* PROVIDED TEXT *
•••

A curious thing happens as Mary Mitchell O'Connor talks at length about the importance of job creation. She had been explaining one of her Budget "wins" - a share option scheme for small businesses. "I hate saying I secured, but we secured it. We pushed for it here in this department." Isn't "I" all part of politics though? "Do you know, for me, it's not. It's not Mary Mitchell O'Connor, it's jobs."
I could have sworn her eyes welled up with tears at this point. But she insists: "No, I'm not emotional. I just think jobs are so important, you know as I go around the country, as we announce jobs, and they transform people's lives..."
"And I'm not emotional, " she chides, like the school teacher that she is, and then bursts out laughing. "You have to have empathy. It's not all about 'inputs' and 'outputs'. And Mary Mitchell O'Connor isn't a woman that talks about 'inputs' and 'outputs'. Jobs are really important to me."
Even if she was emotional, she could be forgiven. Mitchell O'Connor is five months into her first Cabinet post as Minister for Jobs, Enterprise and Innovation. Not only were some of her Fine Gael colleagues surprised that she got the job in the first place, she has since faced headlines questioning whether she is up to task in one of the most important government departments post-Brexit.
Her Budget proposals to allow high-earning returning emigrants pay less tax to entice them home was leaked to the media, then promptly torpedoed by Taoiseach Enda Kenny. He said it was "unfair". Last Wednesday night she reportedly had "strips torn off her" at the Fine Gael parliamentary party meeting by TDs baying for more jobs in their regions. She is unphased. "Water off a duck's back," she says at one point.
It is Friday after 4pm. The minister is at her office on Kildare Street. She is friendly, warm and self-effacing. She says she prefers to sit at the big office table strewn with files rather than behind the ministerial desk. She insists that people call her Mary. Being called minister was "one of the things I found really hard on becoming a minister".
There is something about Mary that makes her an easy target. On her first day in Leinster House, she mistakenly drove on to the plinth and down the steps in full public view and later Independent TD Mick Wallace was caught on mic saying to his fellow male Independents: "Miss Piggy has toned it down today." Wallace was suitably mortified and apologised.
Mitchell O'Connor actually seems as tough as the hardened polish on her perfectly manicured fingernails - and you're probably talking Shellac, the type that can only be removed with 100pc acetone.
Political commentators called the Taoiseach's put-down of her proposal a hard and humiliating "political lesson". She shrugs it off. "A hard political lesson? Listen," she says, squaring up. "I've had plenty of lessons through my life and I'm sure I've a lot more to learn. I am still focused and my aim is to make sure that we drive down unemployment. I don't care what anyone says about me. That is my priority."
She says the tax incentive wasn't "100pc" her idea but doesn't say whose it was: "It was there in 2015. We would have had a submission and I would have gone through it."

•••

* DATA EXTRACT *
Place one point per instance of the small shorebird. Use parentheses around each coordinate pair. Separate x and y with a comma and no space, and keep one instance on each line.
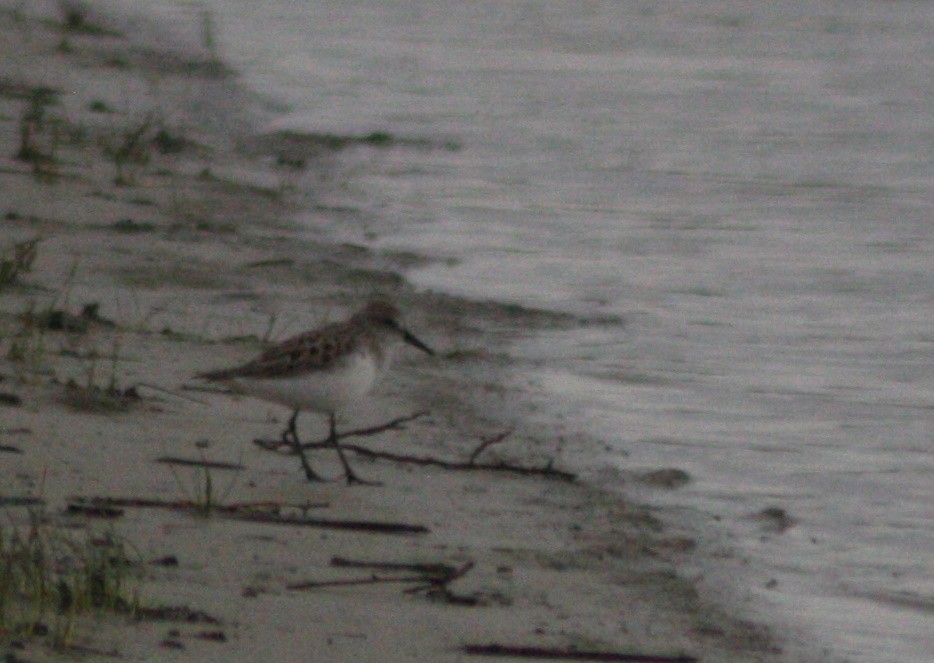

•••

* WORK TO COMPLETE *
• A. In the interview profile of Mary Mitchell O'Connor, what Cabinet post has she held for five months?
• B. Write the next part of the Mary Mitchell O'Connor interview profile, continuing from its final paragraph.

* SET OF ANSWERS *
• A. Minister for Jobs, Enterprise and Innovation

• B.
She says she plans to revisit the idea for 2018. Does she agree with the Taoiseach that it would be inequitable? "Well, no. I absolutely believe that we need our emigrants back." By reducing their tax? "I'm absolutely willing to look now at a new scheme for the 2018 Budget."
As for the parliamentary party meeting, Leo Varadkar, Minister for Social Protection, reportedly gave "a polished power point presentation" while she read from her mobile phone, and tried three times to leave the meeting.
Mitchell O'Connor doesn't rise to it, except to say that she "read one piece from my phone when I was asked specifically 'where are the advance factories for 2017'", and says she was trying to leave the meeting for an appointment with a Chinese company that employs 100 people in Ireland. "As you know, by arriving late at a Chinese function, you are insulting the company."
Were they tearing strips off her: "They were making points about their constituencies, they wanted more IDA jobs. I also want more IDA jobs, but I also want Enterprise Ireland jobs, I want the local enterprise offices and I want these Regional Action Plans implemented."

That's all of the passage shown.